=== PROBLEM TO WORK ON ===
Please write out the records below from the line with "Can you find the woman with glasses?" to the line with "butterfly wing, which", requests included, adding 85 to every coordinate in the answers. Leave the pictures out.

=== DATA SHOWN ===
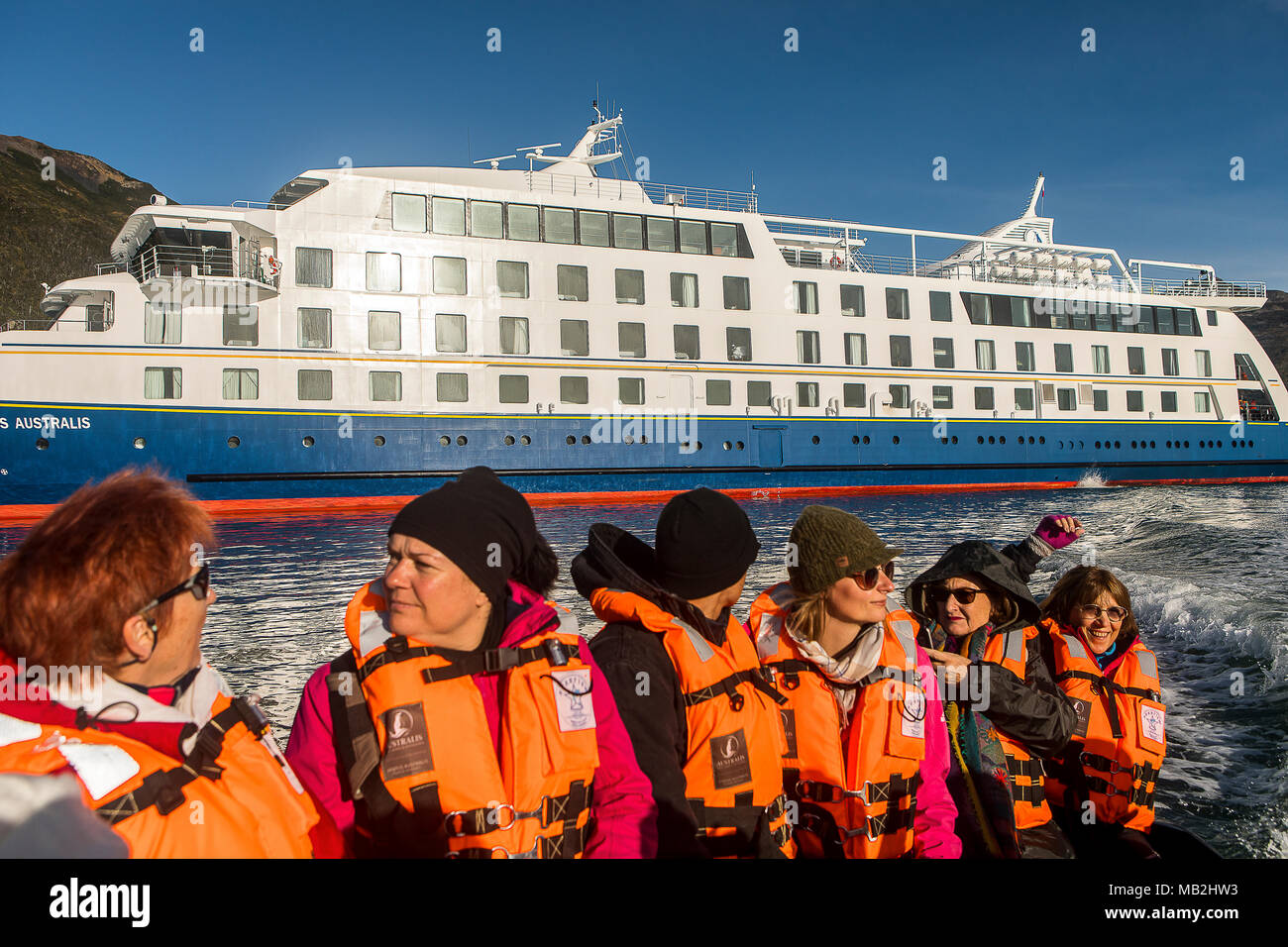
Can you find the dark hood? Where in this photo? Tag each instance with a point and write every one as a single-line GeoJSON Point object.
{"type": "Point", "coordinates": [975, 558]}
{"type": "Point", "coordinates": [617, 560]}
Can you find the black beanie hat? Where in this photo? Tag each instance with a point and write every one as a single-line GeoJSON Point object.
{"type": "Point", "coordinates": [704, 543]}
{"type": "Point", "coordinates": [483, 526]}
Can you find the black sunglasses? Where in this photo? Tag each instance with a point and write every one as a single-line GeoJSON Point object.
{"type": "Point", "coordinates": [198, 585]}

* * *

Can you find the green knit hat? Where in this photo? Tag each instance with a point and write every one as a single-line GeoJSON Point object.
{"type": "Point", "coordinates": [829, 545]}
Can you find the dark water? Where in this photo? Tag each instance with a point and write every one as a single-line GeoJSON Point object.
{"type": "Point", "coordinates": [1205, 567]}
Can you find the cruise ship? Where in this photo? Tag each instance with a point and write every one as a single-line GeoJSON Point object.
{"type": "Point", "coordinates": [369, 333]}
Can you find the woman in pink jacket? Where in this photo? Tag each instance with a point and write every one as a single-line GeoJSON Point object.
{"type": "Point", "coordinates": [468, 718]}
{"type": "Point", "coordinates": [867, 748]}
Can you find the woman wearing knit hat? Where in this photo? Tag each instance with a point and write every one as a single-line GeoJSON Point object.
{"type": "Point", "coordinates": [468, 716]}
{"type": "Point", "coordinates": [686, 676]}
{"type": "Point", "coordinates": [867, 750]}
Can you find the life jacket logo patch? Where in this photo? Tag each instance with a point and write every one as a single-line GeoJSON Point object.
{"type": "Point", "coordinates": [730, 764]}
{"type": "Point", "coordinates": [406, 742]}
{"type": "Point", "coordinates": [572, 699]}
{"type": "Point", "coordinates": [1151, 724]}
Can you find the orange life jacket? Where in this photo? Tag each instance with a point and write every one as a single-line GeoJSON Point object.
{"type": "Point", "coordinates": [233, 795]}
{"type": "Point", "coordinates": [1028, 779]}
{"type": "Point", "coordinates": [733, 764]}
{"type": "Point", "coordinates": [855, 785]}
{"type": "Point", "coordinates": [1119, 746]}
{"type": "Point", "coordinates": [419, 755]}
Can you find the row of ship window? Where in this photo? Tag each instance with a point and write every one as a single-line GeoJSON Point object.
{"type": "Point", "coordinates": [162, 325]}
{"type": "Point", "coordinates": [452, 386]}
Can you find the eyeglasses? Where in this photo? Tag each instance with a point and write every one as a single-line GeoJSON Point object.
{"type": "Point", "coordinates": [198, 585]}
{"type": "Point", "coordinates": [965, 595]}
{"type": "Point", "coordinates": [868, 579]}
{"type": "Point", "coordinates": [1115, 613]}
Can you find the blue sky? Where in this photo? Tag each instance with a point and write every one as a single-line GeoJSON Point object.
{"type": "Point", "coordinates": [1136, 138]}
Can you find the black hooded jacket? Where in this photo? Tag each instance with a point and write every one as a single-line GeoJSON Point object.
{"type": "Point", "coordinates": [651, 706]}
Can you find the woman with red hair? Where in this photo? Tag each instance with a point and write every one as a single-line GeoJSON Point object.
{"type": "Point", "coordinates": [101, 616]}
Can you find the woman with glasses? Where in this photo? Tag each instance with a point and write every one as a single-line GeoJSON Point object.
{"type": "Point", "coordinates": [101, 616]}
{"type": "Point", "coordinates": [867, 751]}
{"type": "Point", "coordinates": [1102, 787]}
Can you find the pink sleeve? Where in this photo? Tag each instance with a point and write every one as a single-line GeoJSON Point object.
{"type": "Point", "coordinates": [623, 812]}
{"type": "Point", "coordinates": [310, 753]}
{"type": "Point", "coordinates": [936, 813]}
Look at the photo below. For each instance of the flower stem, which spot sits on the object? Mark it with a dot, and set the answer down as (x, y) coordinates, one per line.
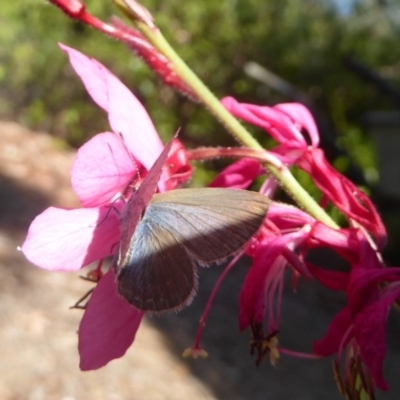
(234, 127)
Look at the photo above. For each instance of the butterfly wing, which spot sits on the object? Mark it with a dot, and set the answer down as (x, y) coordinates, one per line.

---

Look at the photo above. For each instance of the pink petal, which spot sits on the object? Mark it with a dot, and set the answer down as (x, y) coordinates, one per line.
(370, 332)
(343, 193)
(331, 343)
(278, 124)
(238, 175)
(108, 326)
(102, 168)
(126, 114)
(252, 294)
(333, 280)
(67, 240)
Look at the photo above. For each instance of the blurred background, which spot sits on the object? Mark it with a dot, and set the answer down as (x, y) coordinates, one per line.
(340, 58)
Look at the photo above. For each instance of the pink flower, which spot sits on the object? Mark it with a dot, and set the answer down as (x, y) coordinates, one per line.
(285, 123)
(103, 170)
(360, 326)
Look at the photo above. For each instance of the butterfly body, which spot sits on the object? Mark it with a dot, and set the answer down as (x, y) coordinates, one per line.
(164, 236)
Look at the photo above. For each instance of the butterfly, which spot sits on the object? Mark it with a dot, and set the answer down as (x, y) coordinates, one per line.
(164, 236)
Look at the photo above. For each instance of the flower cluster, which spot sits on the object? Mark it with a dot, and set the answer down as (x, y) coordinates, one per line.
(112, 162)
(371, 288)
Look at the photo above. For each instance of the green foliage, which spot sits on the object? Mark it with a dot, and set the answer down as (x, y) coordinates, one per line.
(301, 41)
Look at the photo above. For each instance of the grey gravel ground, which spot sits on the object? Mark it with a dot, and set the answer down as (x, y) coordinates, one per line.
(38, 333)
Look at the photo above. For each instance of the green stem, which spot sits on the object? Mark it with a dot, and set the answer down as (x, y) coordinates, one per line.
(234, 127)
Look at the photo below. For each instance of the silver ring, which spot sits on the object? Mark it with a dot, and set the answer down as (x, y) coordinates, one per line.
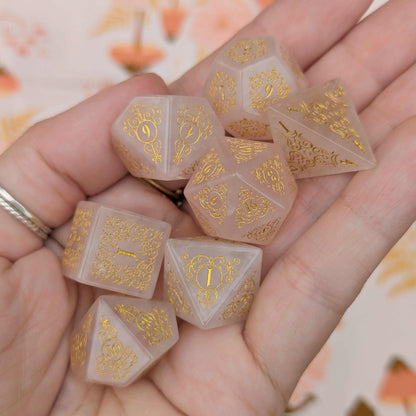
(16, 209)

=== RESULT ===
Can you find the woman with glasses? Where in this photo? Tag each instance with a point and write every one as a single-line GeoJSON Point object.
{"type": "Point", "coordinates": [186, 701]}
{"type": "Point", "coordinates": [952, 836]}
{"type": "Point", "coordinates": [1187, 872]}
Can you find the pink sleeve? Where in this photo? Tag each instance with a point and write every one as a single-line GeoJSON Point object.
{"type": "Point", "coordinates": [708, 897]}
{"type": "Point", "coordinates": [395, 838]}
{"type": "Point", "coordinates": [1021, 898]}
Look at the photo below. For each instance of the flower stem, which spot sits on the object? Mark it with a dot, and set the answer down as (x, y) coordinates, one per line.
(319, 212)
Look at the photo above. For each instance of the butterfly wing, which spot sits on the object? Mark it with a dot, and set the answer down as (x, y) coordinates, one per line.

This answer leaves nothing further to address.